**Given instruction 1:**
In the listing, rewrite everything from the line containing "I'd appreciate your help finding the succulent" down to the line containing "[0,151,360,240]", changing "wooden table" to "dining table" and keeping everything else the same; give back only those lines.

---- Text extract

The foundation of religion

At the very core of religion, well, at least conservative Christianity and a lot of your more common apologetic methods, are a series of logical fallacies:

Ad hominem – “All have fallen” and blah, blah, blah. You are a dirty rotten sack of sin. So horrible and unworthy and blah, blah, blah. It all starts with personal attacks that lump in a lot of perfectly normal and healthy behavior with the truly bad stuff so that everybody can be called a sack of shit.

Appeal to antiquity – It’s an idea that has survived the test of time. However, just be cause it’s old, doesn’t mean it’s good or right. Geocentricism is a very old idea and it still has adherents, but it’s dead wrong, just like a more popular one, which brings us to…

Appeal to popularity – Christianity may be the most popular religion in the world, but facts are not decided by majority vote.

--------
---- Data records

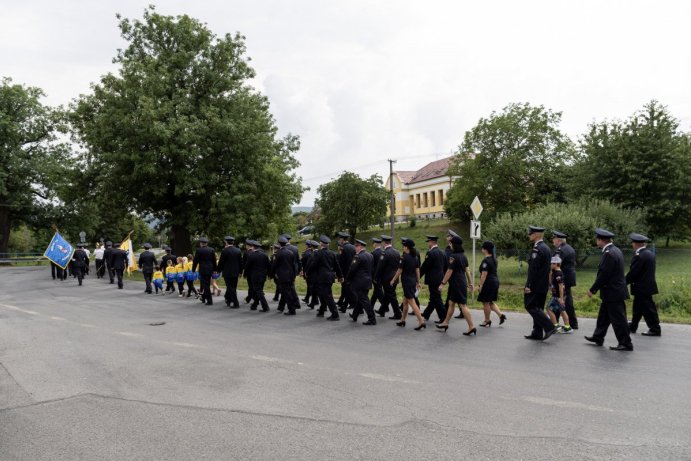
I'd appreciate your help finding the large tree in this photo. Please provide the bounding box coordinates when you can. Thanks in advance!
[0,78,68,253]
[573,101,691,242]
[444,104,574,219]
[72,7,303,253]
[314,171,389,239]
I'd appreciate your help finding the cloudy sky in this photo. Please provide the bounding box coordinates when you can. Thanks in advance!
[0,0,691,206]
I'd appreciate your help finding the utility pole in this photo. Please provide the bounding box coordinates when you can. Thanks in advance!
[387,159,396,237]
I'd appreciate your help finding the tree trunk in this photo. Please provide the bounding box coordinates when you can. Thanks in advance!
[171,224,194,256]
[0,205,10,253]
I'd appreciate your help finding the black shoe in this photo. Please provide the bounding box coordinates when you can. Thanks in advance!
[584,336,605,346]
[641,330,662,336]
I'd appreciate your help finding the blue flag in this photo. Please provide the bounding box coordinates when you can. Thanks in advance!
[43,232,74,269]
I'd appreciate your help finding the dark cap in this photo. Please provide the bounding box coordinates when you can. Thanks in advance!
[629,233,650,243]
[595,227,614,239]
[528,226,545,235]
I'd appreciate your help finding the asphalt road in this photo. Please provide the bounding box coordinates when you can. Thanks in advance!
[0,268,691,461]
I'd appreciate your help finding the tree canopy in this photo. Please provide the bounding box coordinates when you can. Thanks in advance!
[71,7,303,253]
[315,171,389,239]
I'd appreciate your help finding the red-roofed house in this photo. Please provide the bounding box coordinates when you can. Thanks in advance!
[386,157,453,221]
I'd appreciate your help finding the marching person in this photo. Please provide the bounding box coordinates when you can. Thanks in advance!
[389,238,427,331]
[218,235,247,309]
[346,239,377,325]
[626,234,662,336]
[137,242,158,294]
[192,237,217,306]
[523,226,557,341]
[374,235,401,320]
[552,230,578,330]
[307,235,343,321]
[585,229,633,351]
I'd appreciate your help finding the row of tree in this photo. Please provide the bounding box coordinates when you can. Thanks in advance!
[0,7,304,254]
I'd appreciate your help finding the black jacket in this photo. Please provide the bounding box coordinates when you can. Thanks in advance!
[626,247,657,296]
[218,245,242,277]
[590,244,629,302]
[192,247,218,275]
[420,247,448,289]
[525,240,552,293]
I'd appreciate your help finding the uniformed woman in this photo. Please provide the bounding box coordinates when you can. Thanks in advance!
[477,240,506,327]
[390,238,427,331]
[437,236,477,336]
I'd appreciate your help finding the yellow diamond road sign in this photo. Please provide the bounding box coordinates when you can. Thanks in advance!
[470,195,482,219]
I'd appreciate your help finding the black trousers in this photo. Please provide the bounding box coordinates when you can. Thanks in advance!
[415,283,446,320]
[142,271,154,293]
[223,275,240,307]
[593,301,632,346]
[315,283,338,317]
[523,293,554,339]
[630,295,662,333]
[351,285,377,322]
[199,274,214,304]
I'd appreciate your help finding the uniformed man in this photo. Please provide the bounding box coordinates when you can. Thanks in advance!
[72,243,89,286]
[103,240,115,283]
[345,239,377,325]
[585,229,633,351]
[552,230,578,330]
[137,242,158,294]
[218,235,242,309]
[110,247,129,290]
[243,239,270,312]
[374,235,401,320]
[370,237,384,309]
[420,235,449,323]
[192,237,218,306]
[626,234,662,336]
[307,235,343,321]
[523,226,557,341]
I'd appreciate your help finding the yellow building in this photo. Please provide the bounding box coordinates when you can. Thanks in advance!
[386,157,453,221]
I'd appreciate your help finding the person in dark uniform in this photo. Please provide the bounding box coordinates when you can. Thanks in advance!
[103,240,115,283]
[345,239,377,325]
[370,237,384,309]
[243,239,271,312]
[374,235,401,320]
[552,230,578,330]
[523,226,557,341]
[137,243,158,294]
[72,243,89,286]
[307,235,343,321]
[110,247,128,290]
[271,236,300,315]
[389,237,427,331]
[437,235,477,336]
[477,240,506,327]
[626,234,662,336]
[336,232,357,313]
[218,235,242,309]
[192,237,218,306]
[420,235,448,323]
[585,229,633,351]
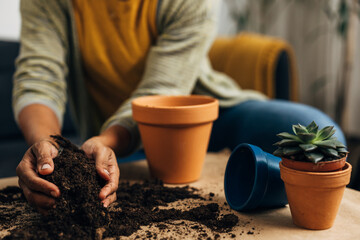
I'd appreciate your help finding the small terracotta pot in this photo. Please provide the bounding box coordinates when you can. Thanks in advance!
[282,155,347,172]
[132,95,219,183]
[280,162,352,230]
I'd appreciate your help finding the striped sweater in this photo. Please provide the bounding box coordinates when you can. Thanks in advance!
[13,0,265,151]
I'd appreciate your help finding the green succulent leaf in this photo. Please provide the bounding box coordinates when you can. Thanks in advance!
[297,133,316,143]
[314,140,336,149]
[276,132,299,140]
[335,140,346,148]
[282,147,303,156]
[299,143,317,152]
[327,136,346,148]
[292,124,308,135]
[274,139,299,147]
[306,121,319,134]
[316,126,335,140]
[336,147,348,153]
[320,148,339,157]
[305,152,324,163]
[273,148,284,157]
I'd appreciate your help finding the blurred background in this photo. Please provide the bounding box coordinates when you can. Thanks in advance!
[0,0,360,189]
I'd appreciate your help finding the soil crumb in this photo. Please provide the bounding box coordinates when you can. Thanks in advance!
[0,136,239,239]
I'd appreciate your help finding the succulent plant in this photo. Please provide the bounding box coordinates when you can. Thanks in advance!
[273,121,348,163]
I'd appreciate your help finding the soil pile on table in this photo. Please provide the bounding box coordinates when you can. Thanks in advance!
[0,136,239,239]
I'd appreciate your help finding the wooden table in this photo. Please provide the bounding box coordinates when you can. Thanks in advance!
[0,151,360,240]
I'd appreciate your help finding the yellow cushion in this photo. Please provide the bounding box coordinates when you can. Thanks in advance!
[209,33,298,101]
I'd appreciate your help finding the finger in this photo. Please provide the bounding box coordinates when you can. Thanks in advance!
[18,167,60,197]
[101,192,117,207]
[81,139,97,159]
[19,180,55,210]
[31,141,58,175]
[95,148,115,181]
[97,151,120,199]
[16,149,60,197]
[99,166,119,199]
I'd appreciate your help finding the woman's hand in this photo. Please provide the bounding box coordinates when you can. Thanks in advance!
[16,139,60,214]
[81,136,120,207]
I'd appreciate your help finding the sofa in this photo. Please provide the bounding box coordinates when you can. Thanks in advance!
[0,33,297,178]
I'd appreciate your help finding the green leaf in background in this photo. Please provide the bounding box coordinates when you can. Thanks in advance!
[336,147,348,153]
[282,147,302,156]
[274,139,299,147]
[273,148,284,157]
[293,124,308,135]
[306,121,319,133]
[305,152,324,163]
[274,121,348,163]
[297,133,316,143]
[314,140,336,149]
[320,148,339,157]
[276,132,299,140]
[316,126,335,140]
[299,143,317,152]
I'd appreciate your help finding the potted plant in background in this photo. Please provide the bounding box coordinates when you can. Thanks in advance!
[274,122,351,230]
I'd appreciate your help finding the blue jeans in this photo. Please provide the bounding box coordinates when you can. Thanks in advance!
[119,100,346,162]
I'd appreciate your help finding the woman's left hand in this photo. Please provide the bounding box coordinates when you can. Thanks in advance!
[81,136,120,207]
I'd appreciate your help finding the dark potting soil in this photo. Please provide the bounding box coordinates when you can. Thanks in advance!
[0,136,239,239]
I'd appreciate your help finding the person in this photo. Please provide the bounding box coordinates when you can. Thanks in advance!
[13,0,341,212]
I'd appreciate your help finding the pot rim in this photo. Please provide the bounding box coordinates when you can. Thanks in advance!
[224,143,268,211]
[279,162,352,189]
[132,95,218,110]
[281,154,348,172]
[279,161,352,176]
[132,95,219,126]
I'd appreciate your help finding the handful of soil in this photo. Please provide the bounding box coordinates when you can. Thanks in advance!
[0,136,239,239]
[42,135,109,227]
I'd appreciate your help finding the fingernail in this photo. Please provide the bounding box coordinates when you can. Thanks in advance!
[41,163,51,170]
[50,191,57,197]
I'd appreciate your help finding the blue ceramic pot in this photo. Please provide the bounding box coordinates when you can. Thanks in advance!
[224,143,287,211]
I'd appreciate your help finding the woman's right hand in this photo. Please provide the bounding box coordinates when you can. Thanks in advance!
[16,139,60,214]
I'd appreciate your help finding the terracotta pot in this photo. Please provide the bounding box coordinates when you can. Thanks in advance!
[132,95,219,183]
[280,162,351,230]
[282,155,347,172]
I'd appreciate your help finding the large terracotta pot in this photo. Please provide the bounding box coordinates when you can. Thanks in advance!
[132,95,219,183]
[280,162,351,230]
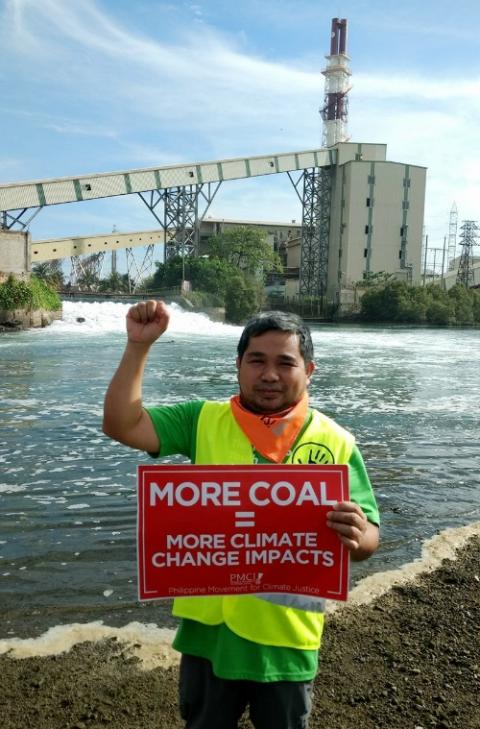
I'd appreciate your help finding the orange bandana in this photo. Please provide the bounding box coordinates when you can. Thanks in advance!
[230,393,308,463]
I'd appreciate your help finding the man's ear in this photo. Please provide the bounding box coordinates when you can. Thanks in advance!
[305,361,315,385]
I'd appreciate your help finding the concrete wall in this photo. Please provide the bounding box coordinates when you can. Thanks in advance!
[287,143,426,304]
[0,229,31,282]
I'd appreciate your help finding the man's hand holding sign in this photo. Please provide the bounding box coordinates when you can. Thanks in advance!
[104,301,379,729]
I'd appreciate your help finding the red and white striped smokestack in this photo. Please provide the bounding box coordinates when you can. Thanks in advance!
[320,18,352,147]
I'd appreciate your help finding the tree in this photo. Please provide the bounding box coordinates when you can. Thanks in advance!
[32,260,64,289]
[225,275,259,324]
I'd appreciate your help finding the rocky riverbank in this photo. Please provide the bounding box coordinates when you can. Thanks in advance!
[0,536,480,729]
[0,309,62,332]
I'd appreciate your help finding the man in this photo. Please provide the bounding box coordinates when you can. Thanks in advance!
[104,301,379,729]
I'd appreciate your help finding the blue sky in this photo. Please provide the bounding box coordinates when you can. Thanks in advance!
[0,0,480,256]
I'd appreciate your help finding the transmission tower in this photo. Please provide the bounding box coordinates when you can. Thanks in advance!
[448,202,458,270]
[457,220,479,288]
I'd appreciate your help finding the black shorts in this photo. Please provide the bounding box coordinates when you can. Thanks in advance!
[180,655,313,729]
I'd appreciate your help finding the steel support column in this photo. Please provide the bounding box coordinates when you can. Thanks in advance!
[0,207,42,230]
[299,167,332,306]
[139,182,221,259]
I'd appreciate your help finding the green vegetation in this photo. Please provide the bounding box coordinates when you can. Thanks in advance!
[0,276,62,311]
[361,280,480,326]
[149,226,281,324]
[32,261,64,290]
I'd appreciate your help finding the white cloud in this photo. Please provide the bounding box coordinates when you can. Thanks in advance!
[3,0,480,246]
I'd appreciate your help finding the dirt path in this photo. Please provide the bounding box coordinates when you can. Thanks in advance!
[0,537,480,729]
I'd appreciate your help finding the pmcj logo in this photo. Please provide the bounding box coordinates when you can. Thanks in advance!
[230,572,263,586]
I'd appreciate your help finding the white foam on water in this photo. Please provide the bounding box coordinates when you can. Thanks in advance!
[0,521,480,671]
[49,301,240,339]
[0,620,179,671]
[0,483,27,494]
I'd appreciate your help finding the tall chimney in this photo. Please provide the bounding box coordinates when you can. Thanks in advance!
[320,18,352,147]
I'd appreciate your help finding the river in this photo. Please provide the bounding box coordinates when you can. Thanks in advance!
[0,301,480,638]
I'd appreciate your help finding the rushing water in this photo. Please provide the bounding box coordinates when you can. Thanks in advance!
[0,301,480,637]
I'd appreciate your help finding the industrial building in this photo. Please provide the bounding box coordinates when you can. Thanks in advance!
[285,142,426,307]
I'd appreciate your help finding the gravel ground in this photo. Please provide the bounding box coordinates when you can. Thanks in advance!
[0,537,480,729]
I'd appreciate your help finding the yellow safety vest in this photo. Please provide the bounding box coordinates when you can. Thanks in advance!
[173,402,355,650]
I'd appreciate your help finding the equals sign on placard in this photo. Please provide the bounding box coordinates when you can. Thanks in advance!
[235,511,255,528]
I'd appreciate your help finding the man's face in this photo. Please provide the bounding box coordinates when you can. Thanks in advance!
[237,330,315,413]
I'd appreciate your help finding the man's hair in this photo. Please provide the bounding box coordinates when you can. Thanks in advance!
[237,311,313,364]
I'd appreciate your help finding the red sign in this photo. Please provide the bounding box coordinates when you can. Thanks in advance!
[138,465,349,600]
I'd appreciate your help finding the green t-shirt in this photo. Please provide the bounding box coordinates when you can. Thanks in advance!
[146,400,379,682]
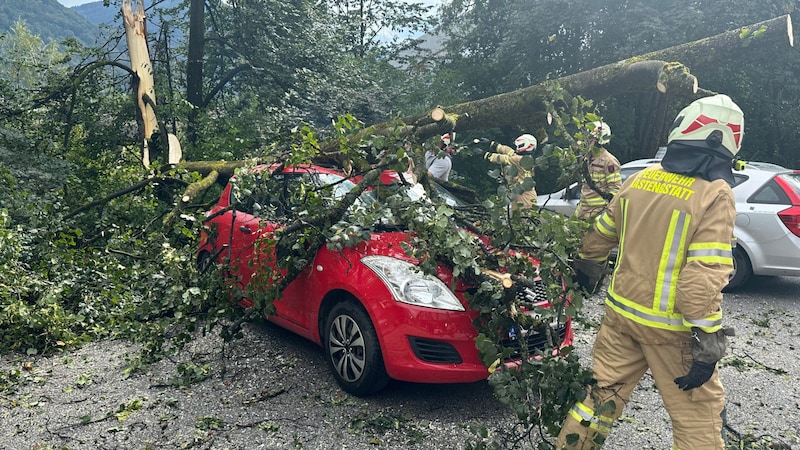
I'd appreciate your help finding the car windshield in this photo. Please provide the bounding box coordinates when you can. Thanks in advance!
[230,171,375,219]
[378,182,466,206]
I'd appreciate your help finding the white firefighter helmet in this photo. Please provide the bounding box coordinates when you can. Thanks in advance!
[589,122,611,145]
[667,94,744,156]
[514,134,536,155]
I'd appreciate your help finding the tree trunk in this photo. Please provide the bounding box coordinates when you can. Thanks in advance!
[122,0,158,167]
[186,0,205,144]
[400,15,794,144]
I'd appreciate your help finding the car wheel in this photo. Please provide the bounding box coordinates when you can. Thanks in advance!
[722,246,753,292]
[324,300,389,396]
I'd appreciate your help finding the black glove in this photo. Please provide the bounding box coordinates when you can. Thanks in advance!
[572,258,606,294]
[675,361,717,391]
[675,327,736,391]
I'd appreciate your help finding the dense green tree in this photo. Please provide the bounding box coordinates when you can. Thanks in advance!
[436,0,800,166]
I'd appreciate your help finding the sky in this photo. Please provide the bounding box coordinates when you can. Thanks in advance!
[58,0,97,8]
[58,0,442,8]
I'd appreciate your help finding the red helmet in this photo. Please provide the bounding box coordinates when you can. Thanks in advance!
[667,94,744,156]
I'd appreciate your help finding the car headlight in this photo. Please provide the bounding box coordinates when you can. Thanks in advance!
[361,256,464,311]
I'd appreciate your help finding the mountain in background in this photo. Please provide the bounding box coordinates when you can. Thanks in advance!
[0,0,181,46]
[0,0,103,45]
[70,1,116,26]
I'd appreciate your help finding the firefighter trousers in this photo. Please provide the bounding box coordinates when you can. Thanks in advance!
[556,323,725,450]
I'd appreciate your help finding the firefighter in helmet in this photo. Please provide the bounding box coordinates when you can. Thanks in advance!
[575,122,622,219]
[556,94,744,450]
[475,134,537,211]
[425,133,455,181]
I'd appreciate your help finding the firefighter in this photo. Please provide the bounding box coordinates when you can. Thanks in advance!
[425,133,455,181]
[474,134,537,211]
[556,94,744,450]
[575,122,622,219]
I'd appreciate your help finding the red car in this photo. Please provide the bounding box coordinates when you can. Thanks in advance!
[198,166,572,396]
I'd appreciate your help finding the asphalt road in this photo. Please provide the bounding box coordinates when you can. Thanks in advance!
[0,278,800,450]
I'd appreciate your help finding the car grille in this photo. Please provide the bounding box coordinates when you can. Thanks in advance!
[516,280,547,304]
[408,336,462,364]
[500,324,567,359]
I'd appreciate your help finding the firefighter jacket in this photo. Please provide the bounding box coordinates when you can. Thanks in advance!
[575,147,622,219]
[484,144,536,210]
[580,164,736,344]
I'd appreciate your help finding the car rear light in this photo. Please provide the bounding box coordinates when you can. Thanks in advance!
[778,206,800,237]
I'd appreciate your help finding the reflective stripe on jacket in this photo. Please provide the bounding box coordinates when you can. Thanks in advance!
[581,165,736,343]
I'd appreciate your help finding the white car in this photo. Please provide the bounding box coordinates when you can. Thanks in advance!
[537,158,800,291]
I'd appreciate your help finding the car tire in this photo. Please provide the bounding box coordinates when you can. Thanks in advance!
[324,300,389,397]
[722,246,753,292]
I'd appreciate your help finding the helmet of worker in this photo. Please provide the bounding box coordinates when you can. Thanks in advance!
[589,122,611,145]
[514,134,536,155]
[667,94,744,157]
[661,94,744,186]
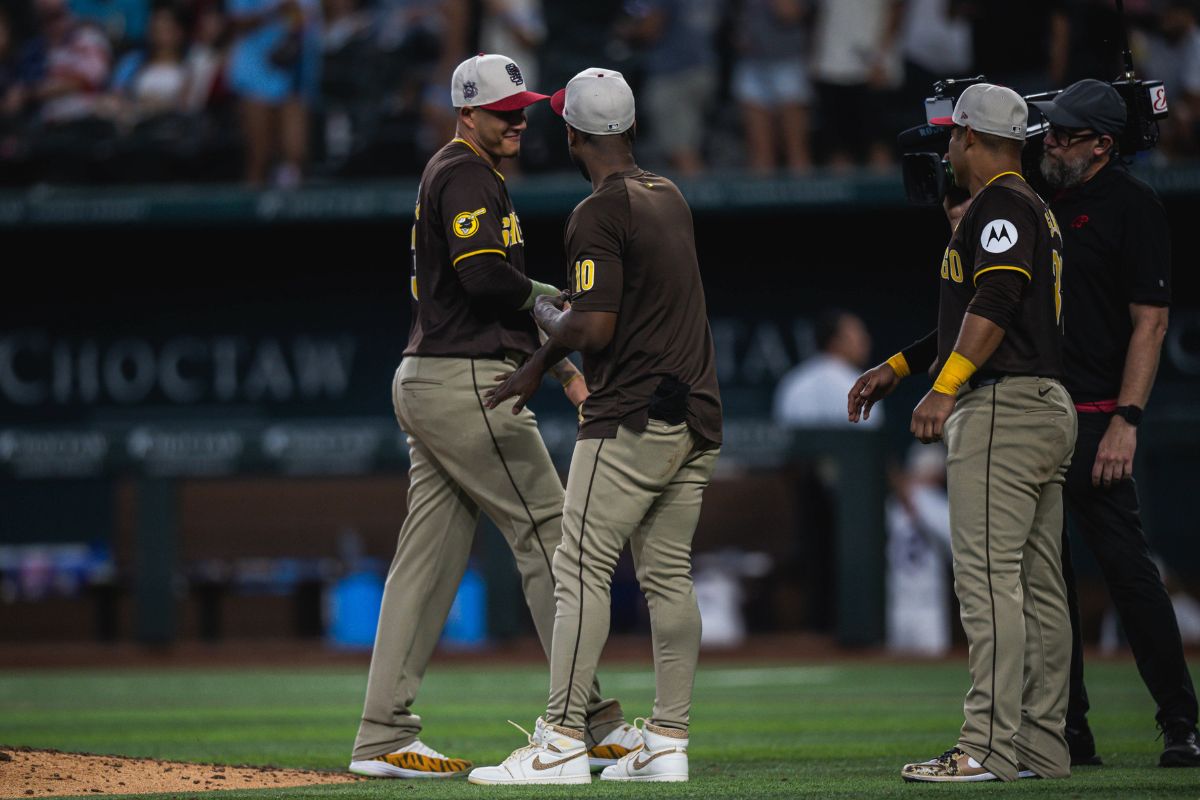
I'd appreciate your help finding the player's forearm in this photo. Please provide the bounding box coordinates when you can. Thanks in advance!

--------

**Given instruction 2:**
Reproduce verbatim everything from "At the very" down to "sack of shit." in the text on the foundation of religion.

**Correct response 1:**
I'd appreciate your help finding the succulent plant in this photo. Please provide the bounding box coordinates when you can. Thanks in advance!
[273,121,348,163]
I'd appreciate your help finding the soil pile on table in this photo. Please provide the bounding box coordinates when you can. Thanks in advance!
[0,136,239,239]
I'd appreciate your help finding the dining table in this photo. Please provide the bounding box coordinates when you can. Thanks in advance!
[0,151,360,240]

**Correct response 2:**
At the very core of religion, well, at least conservative Christianity and a lot of your more common apologetic methods, are a series of logical fallacies:

Ad hominem – “All have fallen” and blah, blah, blah. You are a dirty rotten sack of sin. So horrible and unworthy and blah, blah, blah. It all starts with personal attacks that lump in a lot of perfectly normal and healthy behavior with the truly bad stuff so that everybody can be called a sack of shit.